++++ Document text

COVID-19, privacy, government regulations, e-commerce, 5G, the ethical use of algorithms, social and environmental issues – while each could set the industry on a different path, all of them taken together make predicting the next 10 years harder than ever.
Woke vs convenience
E-commerce has been one of the major winners from the past year. The way many people research and purchase products has changed dramatically. Some brands are well-positioned to capitalise on this, while others are still trying to bend legacy systems to the needs of today’s consumers.
“In a stressed world, ease and utility trump all other factors. This favours brands with a seamless digital experience and flawless execution over all others, regardless of stated consumer preferences (for example, desire to support local brands or be more ethical or sustainable),” said Matt Isaacs, Counteract managing partner and Essence co-founder and former CEO/chairman.
At the same time, 60% of the experts surveyed forecast that the events of 2020 will accelerate the trend towards consumer prioritisation of environmental issues.
“Consumers are more conscious than ever of the power of where they spend their money,” said Miranda Dimopoulos, regional CEO at IAB South-east Asia and India. “We are seeing demand for companies to walk the talk, show diversity and inclusivity on their boards, implement environmentally considerate alternatives.”
But here is a conundrum for many brands and consumers: If you get used to $10 T-shirts delivered to your door, it is probably best not to think too much about the environmental impact of your purchase.
Over the next 10 years, can brands convince consumers to value and pay for ethically sourced products in an e-commerce ecosystem where price is often the determining factor?
Trust me, I’m a brand
One remarkable aspect of Amazon’s growth story is the rise of its private label brand products. In 2019, AmazonBasics goods were the sales leaders in almost half of Amazon’s 51 product categories.
The risk for many brands in the next 10 years is that they may be commoditised out of existence, such as in categories like batteries versus Duracell and tissues versus Kleenex.
What difference does this make in an online listing and how much are consumers willing to pay for that branded difference? That question ultimately comes down to trust in a brand. For companies not to be at the mercy of a marketplace’s algorithm, building a brand will be as important as ever.
In times of social stress and uncertainty, consumers will favour the trusted over the unknown. As Devin Cook from the MIT Initiative on the Digital Economy at MIT Sloan School of Management put it: “People are falling back on tried, true and trusted brands, those that their moms would endorse!”

++++++++

## What is required
Please copy the part of the brand-trends text that opens with "What difference does" and closes with "important as ever.", changing "online listing" to "product listing". The rows that come next are separate material, not part of the brand-trends text.

++++ Extracted information

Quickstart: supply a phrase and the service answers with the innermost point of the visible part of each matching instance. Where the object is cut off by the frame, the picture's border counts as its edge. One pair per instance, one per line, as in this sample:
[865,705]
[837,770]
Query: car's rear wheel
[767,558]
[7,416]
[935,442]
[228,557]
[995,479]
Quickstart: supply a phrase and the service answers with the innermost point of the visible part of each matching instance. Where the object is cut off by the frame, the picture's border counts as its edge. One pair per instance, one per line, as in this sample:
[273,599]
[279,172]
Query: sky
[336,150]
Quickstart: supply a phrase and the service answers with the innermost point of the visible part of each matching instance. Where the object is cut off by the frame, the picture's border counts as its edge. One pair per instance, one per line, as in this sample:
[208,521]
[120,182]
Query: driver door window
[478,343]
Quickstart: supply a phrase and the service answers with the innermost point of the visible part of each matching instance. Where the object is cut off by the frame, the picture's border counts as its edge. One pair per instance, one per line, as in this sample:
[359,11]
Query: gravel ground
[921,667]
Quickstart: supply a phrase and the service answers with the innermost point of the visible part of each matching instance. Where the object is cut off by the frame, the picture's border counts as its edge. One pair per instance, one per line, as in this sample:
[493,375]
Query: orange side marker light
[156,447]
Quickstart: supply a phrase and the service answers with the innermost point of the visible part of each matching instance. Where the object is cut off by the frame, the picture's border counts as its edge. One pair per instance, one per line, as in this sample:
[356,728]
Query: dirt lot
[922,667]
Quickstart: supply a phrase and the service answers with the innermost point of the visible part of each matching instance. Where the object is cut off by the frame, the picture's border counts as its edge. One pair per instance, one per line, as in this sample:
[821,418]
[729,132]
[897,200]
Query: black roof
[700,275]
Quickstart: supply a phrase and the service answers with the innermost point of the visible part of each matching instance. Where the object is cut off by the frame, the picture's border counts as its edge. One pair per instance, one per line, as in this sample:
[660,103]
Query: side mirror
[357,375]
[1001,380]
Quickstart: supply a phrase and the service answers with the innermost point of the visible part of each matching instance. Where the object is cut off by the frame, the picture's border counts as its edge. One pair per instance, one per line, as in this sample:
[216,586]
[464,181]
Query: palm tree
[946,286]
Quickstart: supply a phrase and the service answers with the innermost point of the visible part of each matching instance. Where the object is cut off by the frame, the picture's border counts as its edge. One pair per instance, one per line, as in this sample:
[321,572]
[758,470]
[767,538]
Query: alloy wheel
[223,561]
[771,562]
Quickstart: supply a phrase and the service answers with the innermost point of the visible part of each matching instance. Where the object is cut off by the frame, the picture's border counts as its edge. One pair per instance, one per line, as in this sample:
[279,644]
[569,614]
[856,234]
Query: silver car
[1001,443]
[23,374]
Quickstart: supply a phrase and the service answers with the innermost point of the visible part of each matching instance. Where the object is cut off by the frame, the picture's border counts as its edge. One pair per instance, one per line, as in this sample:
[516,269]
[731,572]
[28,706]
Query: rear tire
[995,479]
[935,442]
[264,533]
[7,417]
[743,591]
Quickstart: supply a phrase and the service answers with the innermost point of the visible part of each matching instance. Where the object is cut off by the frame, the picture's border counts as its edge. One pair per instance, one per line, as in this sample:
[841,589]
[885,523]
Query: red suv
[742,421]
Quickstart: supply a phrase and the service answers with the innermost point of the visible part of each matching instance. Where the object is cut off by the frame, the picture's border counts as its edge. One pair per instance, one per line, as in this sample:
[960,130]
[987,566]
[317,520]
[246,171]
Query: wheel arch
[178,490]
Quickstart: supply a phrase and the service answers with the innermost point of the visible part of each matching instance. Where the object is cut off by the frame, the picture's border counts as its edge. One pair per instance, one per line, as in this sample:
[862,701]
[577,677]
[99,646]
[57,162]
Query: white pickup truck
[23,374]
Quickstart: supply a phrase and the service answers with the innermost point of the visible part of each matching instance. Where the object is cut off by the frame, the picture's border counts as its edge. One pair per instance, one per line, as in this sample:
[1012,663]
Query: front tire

++++++++

## Response to this task
What difference does this make in an product listing and how much are consumers willing to pay for that branded difference? That question ultimately comes down to trust in a brand. For companies not to be at the mercy of a marketplace’s algorithm, building a brand will be as important as ever.